Rewrite the material below with "weathered rock surface" switched to "eroded stone face" wherever it occurs, keeping everything else the same.

------ DATA RECORDS ------

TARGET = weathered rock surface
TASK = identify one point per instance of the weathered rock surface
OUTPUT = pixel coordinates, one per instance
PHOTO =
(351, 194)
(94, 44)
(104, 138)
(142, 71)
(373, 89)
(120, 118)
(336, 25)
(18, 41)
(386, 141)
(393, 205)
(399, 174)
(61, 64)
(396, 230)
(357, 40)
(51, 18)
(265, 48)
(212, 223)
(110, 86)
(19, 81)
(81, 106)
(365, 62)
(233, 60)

------

• RESPONSE TO THE EXERCISE
TARGET = eroded stone face
TASK = identify one point per instance of the eroded stone face
OUTPUT = pixel coordinates, one per instance
PHOTO =
(351, 194)
(94, 44)
(104, 138)
(142, 71)
(373, 89)
(120, 118)
(336, 25)
(18, 41)
(386, 141)
(393, 205)
(399, 174)
(61, 64)
(396, 230)
(357, 40)
(51, 18)
(265, 48)
(212, 223)
(110, 86)
(19, 81)
(81, 106)
(365, 62)
(233, 60)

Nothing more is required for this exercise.